===== Given records =====
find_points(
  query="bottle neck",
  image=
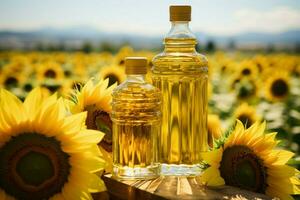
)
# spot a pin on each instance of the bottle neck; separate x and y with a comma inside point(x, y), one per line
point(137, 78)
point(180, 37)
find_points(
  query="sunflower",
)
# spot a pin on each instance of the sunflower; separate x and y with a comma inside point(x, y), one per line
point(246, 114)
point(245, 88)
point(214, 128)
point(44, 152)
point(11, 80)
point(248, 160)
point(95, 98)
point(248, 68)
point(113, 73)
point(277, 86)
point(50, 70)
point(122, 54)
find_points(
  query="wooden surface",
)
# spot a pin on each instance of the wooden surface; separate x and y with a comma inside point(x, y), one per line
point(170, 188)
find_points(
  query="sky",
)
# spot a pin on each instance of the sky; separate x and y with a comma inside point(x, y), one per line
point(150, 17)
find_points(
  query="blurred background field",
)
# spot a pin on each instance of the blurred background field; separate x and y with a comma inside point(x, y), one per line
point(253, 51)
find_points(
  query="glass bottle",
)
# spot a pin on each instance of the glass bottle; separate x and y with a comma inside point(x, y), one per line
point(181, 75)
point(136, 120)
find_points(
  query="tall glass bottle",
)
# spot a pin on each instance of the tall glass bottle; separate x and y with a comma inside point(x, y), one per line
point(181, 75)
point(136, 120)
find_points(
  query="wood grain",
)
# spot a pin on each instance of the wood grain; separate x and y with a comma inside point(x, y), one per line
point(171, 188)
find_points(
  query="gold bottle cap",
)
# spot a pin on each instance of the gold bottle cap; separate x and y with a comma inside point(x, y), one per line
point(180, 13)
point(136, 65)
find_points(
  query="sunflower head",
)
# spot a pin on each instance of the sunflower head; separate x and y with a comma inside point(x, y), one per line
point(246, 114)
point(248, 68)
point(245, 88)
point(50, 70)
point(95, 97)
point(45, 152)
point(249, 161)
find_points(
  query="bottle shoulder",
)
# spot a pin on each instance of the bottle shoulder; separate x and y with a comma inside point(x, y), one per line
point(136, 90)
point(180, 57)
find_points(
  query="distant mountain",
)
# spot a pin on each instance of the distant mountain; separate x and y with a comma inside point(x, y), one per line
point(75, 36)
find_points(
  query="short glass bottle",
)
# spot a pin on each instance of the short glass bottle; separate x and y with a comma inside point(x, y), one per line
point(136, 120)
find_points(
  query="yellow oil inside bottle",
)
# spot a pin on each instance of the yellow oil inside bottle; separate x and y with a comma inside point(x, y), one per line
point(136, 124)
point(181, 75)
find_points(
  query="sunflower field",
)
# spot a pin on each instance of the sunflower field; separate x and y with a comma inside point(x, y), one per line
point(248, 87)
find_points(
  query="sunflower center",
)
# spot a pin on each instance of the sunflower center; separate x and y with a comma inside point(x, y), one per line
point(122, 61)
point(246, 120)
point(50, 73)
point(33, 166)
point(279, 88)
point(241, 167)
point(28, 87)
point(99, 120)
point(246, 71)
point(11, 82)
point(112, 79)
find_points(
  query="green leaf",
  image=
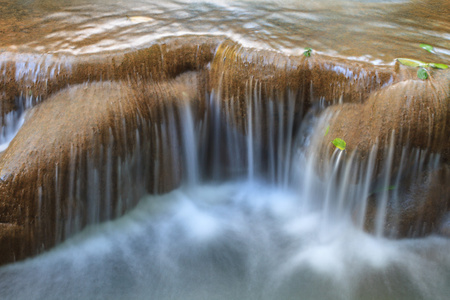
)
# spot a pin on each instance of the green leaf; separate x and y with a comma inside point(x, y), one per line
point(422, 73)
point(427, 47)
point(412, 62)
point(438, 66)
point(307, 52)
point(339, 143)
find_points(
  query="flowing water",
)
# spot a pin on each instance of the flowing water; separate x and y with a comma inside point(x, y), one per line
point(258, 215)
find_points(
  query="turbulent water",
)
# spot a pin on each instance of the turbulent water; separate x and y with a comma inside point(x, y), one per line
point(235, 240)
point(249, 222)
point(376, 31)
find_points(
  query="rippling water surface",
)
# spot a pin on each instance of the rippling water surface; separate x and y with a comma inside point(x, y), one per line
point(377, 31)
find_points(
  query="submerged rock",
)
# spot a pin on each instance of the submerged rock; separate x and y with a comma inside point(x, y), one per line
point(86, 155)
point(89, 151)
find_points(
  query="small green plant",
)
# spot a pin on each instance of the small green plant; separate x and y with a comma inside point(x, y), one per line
=====
Objective:
Repeat all of the records verbatim, leaving out the pictures.

Output of the exercise:
find_points(
  query="bottle neck",
  image=
)
# spot a pin on each instance of the bottle neck; separate x and y with a comma inside point(x, y), one per line
point(137, 78)
point(180, 37)
find_points(
  query="sunflower",
)
# spot a pin on each instance of the sunflower; separate x and y with a comma inside point(x, y), one per line
point(246, 114)
point(245, 88)
point(214, 128)
point(44, 152)
point(11, 80)
point(248, 160)
point(95, 98)
point(248, 68)
point(113, 73)
point(277, 86)
point(50, 70)
point(122, 54)
find_points(
  query="wooden surface",
)
# spot a pin on each instance of the wooden surface; separate x and y with a comma inside point(x, y), one per line
point(170, 188)
find_points(
  query="sky",
)
# spot a pin on each instance of the sky; separate x and y with a comma inside point(x, y), one per line
point(150, 17)
find_points(
  query="blurred background field",
)
# spot a pin on each instance of the blurred background field; separate x and y with a comma inside point(x, y), one per line
point(253, 51)
find_points(
  query="glass bottle",
)
# spot a pin on each instance of the glass bottle; separate x and y with a comma inside point(x, y), one per line
point(181, 75)
point(136, 120)
find_points(
  query="tall glass bottle",
)
# spot a pin on each instance of the tall glass bottle; separate x and y with a comma inside point(x, y), one per line
point(181, 75)
point(136, 120)
find_points(
  query="wood grain",
)
# spot a pin on each instance of the wood grain; separate x and y with a comma inside point(x, y), one per line
point(171, 188)
find_points(
  query="gold bottle cap",
)
# spot a pin on each instance of the gold bottle cap; separate x and y with a comma inside point(x, y), one per line
point(180, 13)
point(136, 65)
find_points(
  query="sunflower head",
)
# spot a pin on each instance of the sunflower head; separate x and y with a comma inside point(x, y), one per line
point(246, 114)
point(248, 68)
point(245, 88)
point(50, 70)
point(95, 97)
point(45, 152)
point(249, 161)
find_points(
  query="bottle shoulder",
)
# spot a pin on each instance of the bottle shoulder; separate x and y with a comma inside point(x, y), one per line
point(136, 90)
point(180, 57)
find_points(
  query="distant mountain",
)
# spot a pin on each instance of the distant mountain; separate x and y with a comma inside point(x, y), one per line
point(75, 36)
find_points(
  query="short glass bottle",
)
# spot a pin on each instance of the short glass bottle; separate x and y with a comma inside point(x, y), one per line
point(136, 120)
find_points(
  query="yellow oil inside bottle",
)
# spot a pin on each instance of the yellow oil inside bottle; separate x and y with a comma inside point(x, y), one per line
point(136, 124)
point(181, 75)
find_points(
  query="sunflower field",
)
# spot a pin on each instance of the sunflower field; separate x and y with a comma inside point(x, y), one per line
point(248, 87)
find_points(
  query="sunflower center",
)
# spot a pin on each instance of the sunflower center; separate x and y with a comma inside point(x, y), one per line
point(122, 61)
point(246, 120)
point(50, 73)
point(33, 166)
point(279, 88)
point(241, 167)
point(28, 87)
point(99, 120)
point(246, 71)
point(11, 82)
point(112, 79)
find_points(
  query="green leaf",
  image=
)
# spot a pin on each instance of the green leaf; separate x and y with a comma inside point(x, y), one per line
point(422, 73)
point(427, 47)
point(412, 62)
point(438, 66)
point(307, 52)
point(339, 143)
find_points(
  query="flowing water",
)
# spot a pin on each instance of the flowing water; separate x and y with a comma inside point(x, y), one per line
point(258, 215)
find_points(
  query="turbulent water",
)
# spot a pin on each instance of the turbulent water; separate x and y with a comma inside point(x, y), one per line
point(235, 240)
point(249, 222)
point(376, 31)
find_points(
  query="rippling water surface",
)
# spot a pin on each instance of the rippling water surface; separate x and y with a comma inside point(x, y), one per line
point(377, 31)
find_points(
  query="submerged rock",
)
# spot a pin on each instance of the submerged rock; separate x and y with a comma inside point(x, y), one per line
point(86, 155)
point(89, 151)
find_points(
  query="small green plant",
)
# spot a pin on each instance of the small green plant; separate x and y with a comma inside point(x, y), one per line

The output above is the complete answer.